**TASK BRIEF**
Print each of the rows below word for word, leaving out the pictures.

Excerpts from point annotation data
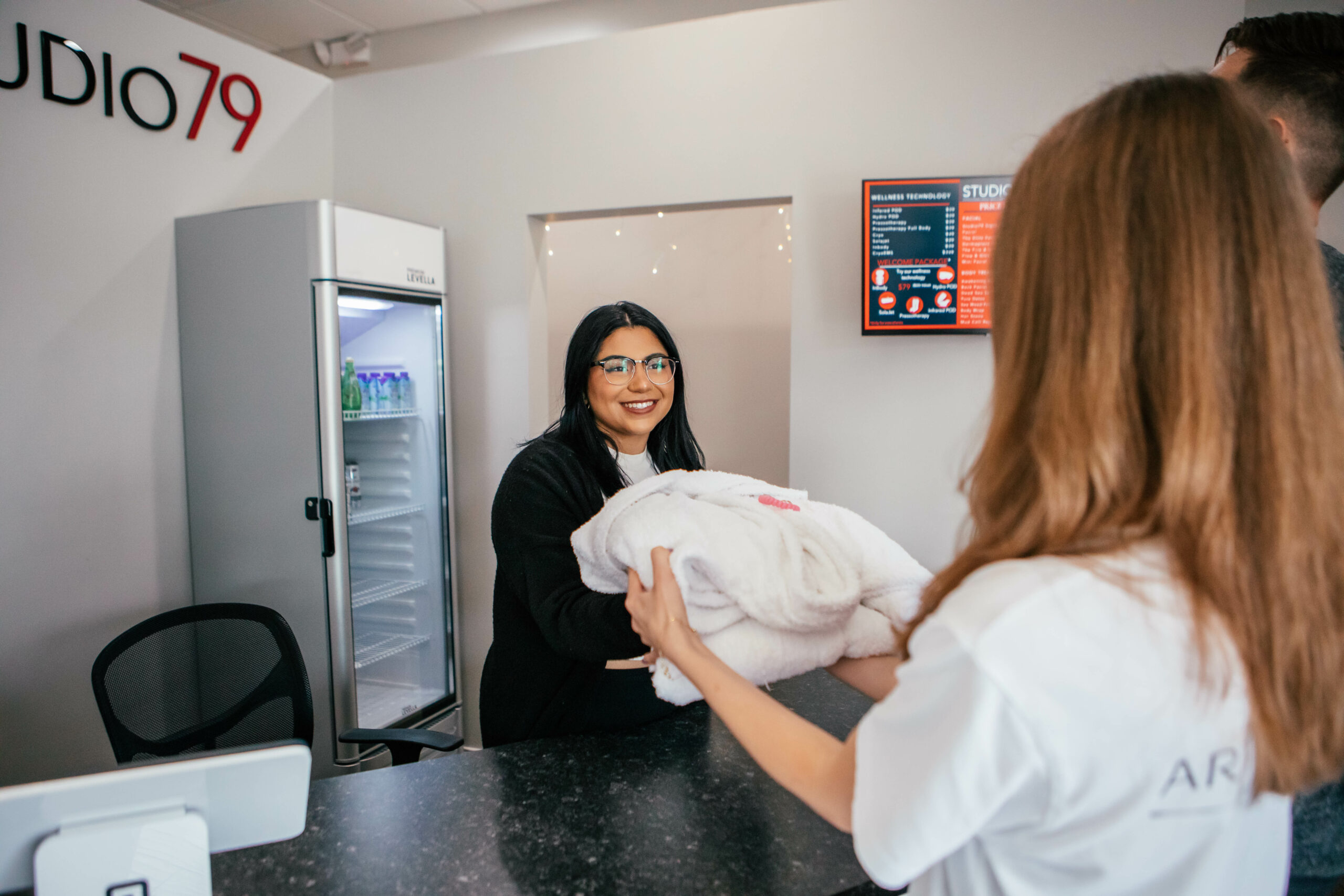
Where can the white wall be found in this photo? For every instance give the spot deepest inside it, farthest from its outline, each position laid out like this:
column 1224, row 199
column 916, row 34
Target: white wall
column 93, row 527
column 800, row 101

**EXERCISE RESULT**
Where can the white wall be found in this photo? For every instance give the spot deepest inside it, farthest from its outline, each position laid out like this:
column 1224, row 199
column 916, row 34
Target: white wall
column 93, row 527
column 800, row 101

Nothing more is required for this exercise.